- _AIM_
Rewrite only the stretch of rows from the line containing "tire visible in" through the line containing "[0, 91, 320, 180]", requests included, and shift every bounding-box coordinate in the answers up by 76.
======== SOURCE DATA ========
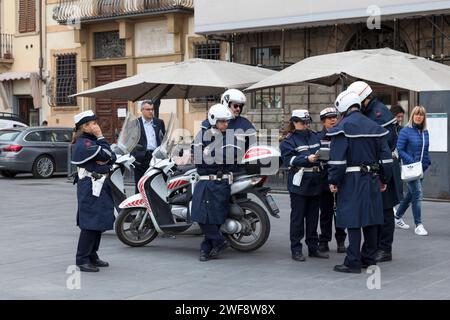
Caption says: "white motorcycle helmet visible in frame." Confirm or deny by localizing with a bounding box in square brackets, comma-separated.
[334, 89, 361, 113]
[347, 81, 373, 102]
[220, 89, 247, 111]
[208, 103, 233, 126]
[290, 109, 312, 124]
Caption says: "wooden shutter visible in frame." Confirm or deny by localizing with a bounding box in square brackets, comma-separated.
[19, 0, 28, 33]
[27, 0, 36, 32]
[19, 0, 36, 33]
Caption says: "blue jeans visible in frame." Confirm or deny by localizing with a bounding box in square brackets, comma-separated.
[396, 179, 423, 226]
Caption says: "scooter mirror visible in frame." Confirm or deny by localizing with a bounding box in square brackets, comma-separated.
[134, 144, 145, 151]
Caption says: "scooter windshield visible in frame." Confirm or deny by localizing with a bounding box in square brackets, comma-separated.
[161, 113, 175, 157]
[117, 113, 141, 154]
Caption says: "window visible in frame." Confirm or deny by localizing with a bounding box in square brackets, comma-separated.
[0, 131, 20, 141]
[55, 54, 77, 107]
[19, 0, 36, 33]
[194, 42, 220, 60]
[94, 31, 125, 59]
[252, 47, 281, 68]
[192, 41, 220, 103]
[51, 130, 72, 142]
[250, 47, 281, 109]
[24, 131, 46, 142]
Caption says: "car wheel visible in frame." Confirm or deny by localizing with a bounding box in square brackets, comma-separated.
[33, 155, 55, 179]
[0, 170, 17, 178]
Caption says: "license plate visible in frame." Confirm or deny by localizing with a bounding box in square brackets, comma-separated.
[266, 196, 280, 213]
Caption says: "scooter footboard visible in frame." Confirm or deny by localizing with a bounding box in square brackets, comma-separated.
[119, 193, 146, 209]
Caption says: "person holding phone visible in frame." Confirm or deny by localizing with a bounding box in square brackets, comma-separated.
[72, 110, 116, 272]
[280, 109, 329, 261]
[318, 107, 347, 253]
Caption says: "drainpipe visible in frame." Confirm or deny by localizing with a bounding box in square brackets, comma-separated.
[39, 0, 44, 81]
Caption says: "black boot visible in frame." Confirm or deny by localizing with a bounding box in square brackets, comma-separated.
[198, 250, 209, 262]
[319, 242, 330, 252]
[375, 250, 392, 262]
[337, 241, 347, 253]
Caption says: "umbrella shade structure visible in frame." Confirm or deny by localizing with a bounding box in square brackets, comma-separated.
[73, 59, 276, 101]
[246, 48, 450, 92]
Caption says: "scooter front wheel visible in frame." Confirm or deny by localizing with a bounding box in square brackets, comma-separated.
[115, 208, 158, 247]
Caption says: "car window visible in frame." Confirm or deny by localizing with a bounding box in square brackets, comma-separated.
[0, 131, 20, 141]
[51, 130, 72, 142]
[25, 131, 46, 142]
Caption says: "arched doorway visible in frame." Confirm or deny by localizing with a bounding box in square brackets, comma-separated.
[345, 22, 412, 113]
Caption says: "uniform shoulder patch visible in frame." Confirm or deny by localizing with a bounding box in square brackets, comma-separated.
[84, 139, 93, 148]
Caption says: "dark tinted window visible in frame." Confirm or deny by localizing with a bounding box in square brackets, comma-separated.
[0, 131, 20, 141]
[25, 131, 46, 142]
[49, 130, 72, 142]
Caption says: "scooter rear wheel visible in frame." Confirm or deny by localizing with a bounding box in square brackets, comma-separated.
[228, 201, 270, 252]
[115, 208, 158, 247]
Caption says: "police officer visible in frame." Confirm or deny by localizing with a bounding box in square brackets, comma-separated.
[318, 107, 347, 253]
[327, 90, 392, 273]
[280, 109, 329, 261]
[72, 110, 116, 272]
[192, 104, 237, 261]
[348, 81, 402, 262]
[202, 89, 256, 152]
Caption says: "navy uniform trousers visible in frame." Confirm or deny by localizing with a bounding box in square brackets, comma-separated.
[319, 190, 347, 243]
[290, 192, 320, 254]
[199, 223, 226, 252]
[378, 208, 395, 253]
[76, 229, 102, 265]
[344, 225, 378, 269]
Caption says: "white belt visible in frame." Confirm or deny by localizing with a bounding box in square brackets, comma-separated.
[77, 167, 108, 180]
[198, 173, 233, 184]
[345, 166, 373, 172]
[303, 167, 320, 172]
[392, 149, 399, 160]
[77, 167, 108, 197]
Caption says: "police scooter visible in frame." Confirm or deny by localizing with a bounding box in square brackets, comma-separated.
[115, 115, 280, 251]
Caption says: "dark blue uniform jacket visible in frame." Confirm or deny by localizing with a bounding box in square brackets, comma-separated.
[192, 128, 238, 225]
[364, 98, 403, 209]
[327, 111, 393, 228]
[72, 133, 116, 231]
[280, 129, 321, 196]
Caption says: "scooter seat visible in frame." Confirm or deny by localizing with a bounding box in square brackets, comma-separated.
[172, 164, 195, 177]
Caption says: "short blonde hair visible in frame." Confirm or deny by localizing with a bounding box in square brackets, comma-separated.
[407, 106, 427, 130]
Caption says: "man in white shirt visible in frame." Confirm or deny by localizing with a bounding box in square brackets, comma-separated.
[132, 100, 166, 193]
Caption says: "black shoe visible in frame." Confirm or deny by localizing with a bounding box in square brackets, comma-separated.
[375, 250, 392, 262]
[308, 251, 330, 259]
[92, 259, 109, 268]
[319, 242, 330, 252]
[198, 250, 209, 262]
[361, 263, 377, 269]
[77, 263, 100, 272]
[333, 264, 361, 273]
[337, 242, 347, 253]
[209, 240, 230, 259]
[292, 252, 306, 261]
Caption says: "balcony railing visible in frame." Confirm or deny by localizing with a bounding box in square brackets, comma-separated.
[0, 33, 13, 60]
[53, 0, 194, 24]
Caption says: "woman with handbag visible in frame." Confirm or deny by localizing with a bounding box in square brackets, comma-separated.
[395, 106, 431, 236]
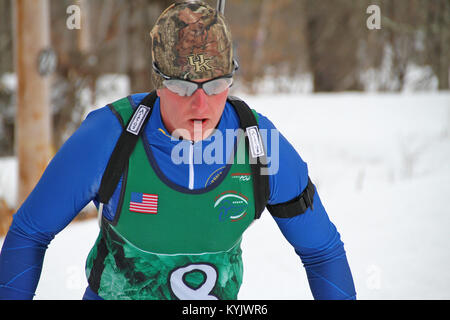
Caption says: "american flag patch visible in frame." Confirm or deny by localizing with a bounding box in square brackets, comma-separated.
[130, 192, 158, 214]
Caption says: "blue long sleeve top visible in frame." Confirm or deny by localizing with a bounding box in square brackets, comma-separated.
[0, 94, 356, 299]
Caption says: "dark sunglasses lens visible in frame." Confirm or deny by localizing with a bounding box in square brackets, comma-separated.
[163, 80, 198, 97]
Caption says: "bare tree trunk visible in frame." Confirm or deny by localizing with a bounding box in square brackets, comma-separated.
[14, 0, 51, 205]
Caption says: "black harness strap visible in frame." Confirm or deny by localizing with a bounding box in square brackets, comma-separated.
[267, 177, 315, 218]
[228, 96, 270, 219]
[98, 91, 157, 203]
[98, 91, 269, 219]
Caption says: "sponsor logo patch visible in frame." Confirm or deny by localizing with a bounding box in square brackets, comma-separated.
[214, 190, 248, 222]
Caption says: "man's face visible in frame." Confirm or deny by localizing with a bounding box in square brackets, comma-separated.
[157, 84, 229, 141]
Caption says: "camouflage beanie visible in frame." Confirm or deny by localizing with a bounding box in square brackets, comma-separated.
[150, 1, 233, 89]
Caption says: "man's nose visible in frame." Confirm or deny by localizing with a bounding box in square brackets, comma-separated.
[192, 88, 207, 109]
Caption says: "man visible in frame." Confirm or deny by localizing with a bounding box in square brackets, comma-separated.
[0, 2, 356, 299]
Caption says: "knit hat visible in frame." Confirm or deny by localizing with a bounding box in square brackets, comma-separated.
[150, 1, 233, 89]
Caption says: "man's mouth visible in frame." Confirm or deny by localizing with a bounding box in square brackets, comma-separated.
[191, 118, 208, 124]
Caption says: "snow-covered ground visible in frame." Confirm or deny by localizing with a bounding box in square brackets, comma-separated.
[0, 92, 450, 299]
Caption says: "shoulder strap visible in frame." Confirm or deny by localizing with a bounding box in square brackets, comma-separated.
[228, 96, 269, 219]
[267, 177, 315, 218]
[98, 91, 157, 203]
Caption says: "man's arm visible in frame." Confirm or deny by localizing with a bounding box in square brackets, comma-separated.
[259, 115, 356, 300]
[0, 108, 122, 299]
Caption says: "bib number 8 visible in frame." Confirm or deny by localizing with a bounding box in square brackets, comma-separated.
[169, 264, 219, 300]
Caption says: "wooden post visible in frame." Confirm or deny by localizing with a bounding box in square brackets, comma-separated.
[14, 0, 51, 205]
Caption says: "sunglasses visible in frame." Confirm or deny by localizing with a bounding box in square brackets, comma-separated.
[152, 59, 239, 97]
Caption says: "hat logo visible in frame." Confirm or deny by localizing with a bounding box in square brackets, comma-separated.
[188, 53, 212, 72]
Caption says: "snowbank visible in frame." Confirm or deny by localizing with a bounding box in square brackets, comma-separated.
[0, 92, 450, 299]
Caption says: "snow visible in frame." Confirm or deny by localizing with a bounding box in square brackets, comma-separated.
[0, 92, 450, 300]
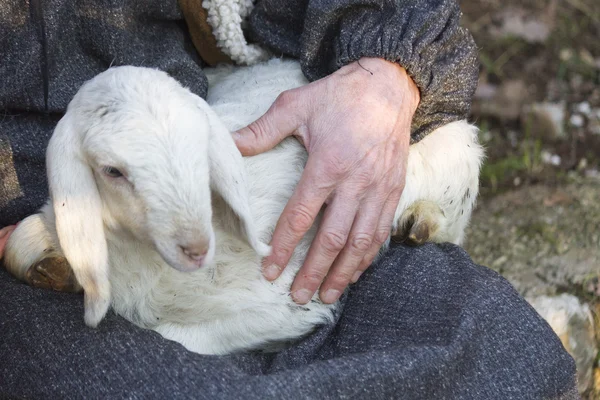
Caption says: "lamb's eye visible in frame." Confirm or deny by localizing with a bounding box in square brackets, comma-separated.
[103, 167, 123, 178]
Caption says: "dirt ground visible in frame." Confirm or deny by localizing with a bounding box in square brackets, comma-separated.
[459, 0, 600, 399]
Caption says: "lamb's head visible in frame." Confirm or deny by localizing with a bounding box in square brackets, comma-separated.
[47, 67, 269, 326]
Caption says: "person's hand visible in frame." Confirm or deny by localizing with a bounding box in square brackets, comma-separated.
[234, 58, 419, 304]
[0, 225, 17, 260]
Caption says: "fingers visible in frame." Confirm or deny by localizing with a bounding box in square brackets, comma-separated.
[0, 225, 17, 259]
[291, 195, 366, 304]
[263, 160, 333, 280]
[320, 195, 385, 304]
[351, 190, 402, 283]
[233, 90, 306, 156]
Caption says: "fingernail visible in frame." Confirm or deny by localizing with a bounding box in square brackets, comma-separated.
[264, 264, 281, 281]
[292, 289, 312, 304]
[321, 289, 340, 304]
[0, 225, 17, 239]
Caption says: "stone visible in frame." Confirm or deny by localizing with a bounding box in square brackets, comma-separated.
[521, 102, 567, 140]
[527, 293, 598, 393]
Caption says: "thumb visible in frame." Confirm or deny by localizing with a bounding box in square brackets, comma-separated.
[233, 91, 301, 156]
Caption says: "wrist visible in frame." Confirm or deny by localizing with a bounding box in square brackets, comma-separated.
[348, 57, 421, 114]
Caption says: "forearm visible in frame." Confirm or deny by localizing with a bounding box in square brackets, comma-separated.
[251, 0, 478, 142]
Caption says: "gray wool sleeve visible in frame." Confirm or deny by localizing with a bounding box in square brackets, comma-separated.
[249, 0, 479, 143]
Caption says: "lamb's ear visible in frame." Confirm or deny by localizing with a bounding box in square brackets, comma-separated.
[200, 105, 271, 257]
[46, 111, 110, 327]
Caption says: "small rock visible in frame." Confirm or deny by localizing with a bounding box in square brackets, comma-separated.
[527, 293, 598, 393]
[522, 102, 566, 140]
[489, 9, 550, 43]
[513, 176, 521, 186]
[473, 80, 529, 121]
[575, 101, 592, 117]
[540, 150, 562, 167]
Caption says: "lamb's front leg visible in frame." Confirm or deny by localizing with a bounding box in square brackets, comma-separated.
[152, 302, 335, 354]
[4, 206, 81, 292]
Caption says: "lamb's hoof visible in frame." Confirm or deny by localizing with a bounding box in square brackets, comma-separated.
[25, 257, 81, 292]
[391, 201, 444, 246]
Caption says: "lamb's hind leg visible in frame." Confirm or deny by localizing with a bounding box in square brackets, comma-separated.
[391, 200, 447, 246]
[4, 206, 81, 292]
[392, 121, 483, 244]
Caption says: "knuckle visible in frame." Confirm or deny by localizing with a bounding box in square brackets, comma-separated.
[328, 270, 355, 289]
[302, 269, 326, 289]
[248, 117, 267, 140]
[273, 90, 296, 108]
[320, 230, 346, 253]
[288, 204, 313, 234]
[351, 233, 373, 253]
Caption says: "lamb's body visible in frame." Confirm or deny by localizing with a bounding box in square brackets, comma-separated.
[7, 60, 482, 354]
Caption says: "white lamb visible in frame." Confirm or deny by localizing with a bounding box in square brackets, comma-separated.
[5, 60, 483, 354]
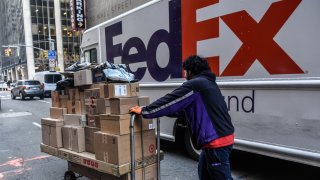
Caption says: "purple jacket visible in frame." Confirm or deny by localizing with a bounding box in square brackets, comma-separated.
[142, 72, 234, 148]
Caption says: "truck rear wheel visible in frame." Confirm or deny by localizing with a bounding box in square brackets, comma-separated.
[184, 129, 201, 161]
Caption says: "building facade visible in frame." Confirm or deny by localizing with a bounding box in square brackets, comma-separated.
[0, 0, 82, 81]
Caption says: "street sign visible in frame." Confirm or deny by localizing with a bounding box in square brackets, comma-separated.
[49, 59, 56, 68]
[48, 51, 57, 60]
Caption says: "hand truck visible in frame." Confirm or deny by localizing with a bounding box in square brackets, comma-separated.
[130, 114, 161, 180]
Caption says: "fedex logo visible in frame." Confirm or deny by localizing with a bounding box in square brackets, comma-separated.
[105, 0, 304, 81]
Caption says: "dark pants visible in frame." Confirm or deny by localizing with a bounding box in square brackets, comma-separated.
[198, 145, 232, 180]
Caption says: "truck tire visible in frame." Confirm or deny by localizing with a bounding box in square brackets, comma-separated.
[184, 129, 201, 161]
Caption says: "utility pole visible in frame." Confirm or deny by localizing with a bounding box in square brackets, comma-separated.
[47, 0, 53, 51]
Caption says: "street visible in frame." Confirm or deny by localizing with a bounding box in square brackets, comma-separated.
[0, 91, 320, 180]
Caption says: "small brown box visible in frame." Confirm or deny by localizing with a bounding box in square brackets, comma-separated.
[91, 83, 108, 98]
[62, 126, 85, 152]
[138, 96, 150, 106]
[68, 88, 80, 101]
[63, 114, 87, 127]
[41, 118, 63, 148]
[110, 97, 138, 115]
[50, 107, 68, 120]
[51, 91, 60, 107]
[94, 129, 156, 165]
[100, 114, 154, 135]
[86, 99, 106, 115]
[67, 100, 81, 114]
[88, 115, 101, 128]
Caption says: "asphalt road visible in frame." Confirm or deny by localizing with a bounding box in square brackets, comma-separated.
[0, 92, 320, 180]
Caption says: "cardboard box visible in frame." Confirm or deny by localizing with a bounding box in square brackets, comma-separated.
[50, 107, 68, 120]
[110, 97, 138, 115]
[62, 126, 85, 152]
[68, 88, 80, 101]
[41, 118, 63, 148]
[79, 91, 86, 114]
[138, 96, 150, 106]
[94, 129, 156, 165]
[63, 114, 87, 127]
[74, 69, 92, 86]
[59, 95, 69, 108]
[88, 115, 101, 128]
[84, 126, 100, 154]
[61, 126, 72, 150]
[100, 114, 154, 135]
[91, 83, 140, 98]
[51, 91, 60, 107]
[85, 99, 106, 115]
[104, 98, 111, 114]
[91, 83, 108, 98]
[67, 100, 81, 114]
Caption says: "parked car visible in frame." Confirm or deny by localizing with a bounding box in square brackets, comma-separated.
[0, 81, 8, 91]
[11, 80, 44, 100]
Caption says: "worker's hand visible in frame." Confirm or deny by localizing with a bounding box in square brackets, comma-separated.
[130, 106, 142, 114]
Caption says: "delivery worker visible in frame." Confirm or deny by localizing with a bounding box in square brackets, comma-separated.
[130, 55, 234, 180]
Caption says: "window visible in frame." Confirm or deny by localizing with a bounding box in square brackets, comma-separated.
[44, 74, 62, 83]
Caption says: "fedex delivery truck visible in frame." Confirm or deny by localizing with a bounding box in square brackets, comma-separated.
[82, 0, 320, 166]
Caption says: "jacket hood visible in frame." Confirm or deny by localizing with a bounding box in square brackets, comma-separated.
[194, 71, 216, 81]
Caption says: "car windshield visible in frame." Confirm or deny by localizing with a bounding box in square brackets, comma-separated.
[24, 81, 40, 85]
[44, 74, 61, 83]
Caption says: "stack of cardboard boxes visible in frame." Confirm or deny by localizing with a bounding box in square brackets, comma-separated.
[41, 70, 157, 178]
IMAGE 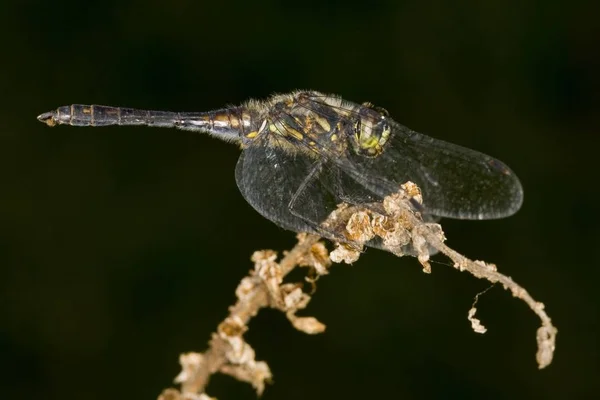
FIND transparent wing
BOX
[235,139,336,238]
[292,96,523,219]
[235,138,381,247]
[342,121,523,219]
========
- _RESPONSE_
Caption says: "truck tire visible in frame." Confirm or deny by localizing with a bounding box in square brackets, comma-separated.
[260, 205, 277, 237]
Caption says: "utility pole visible in frame." Confirm or deny by localizing with a bounding box in square brackets, comma-separated.
[123, 76, 129, 127]
Caption says: "street visible in frame." Confirm or deny by localizing with a bounding box in square brackets, comma-separated.
[76, 167, 396, 256]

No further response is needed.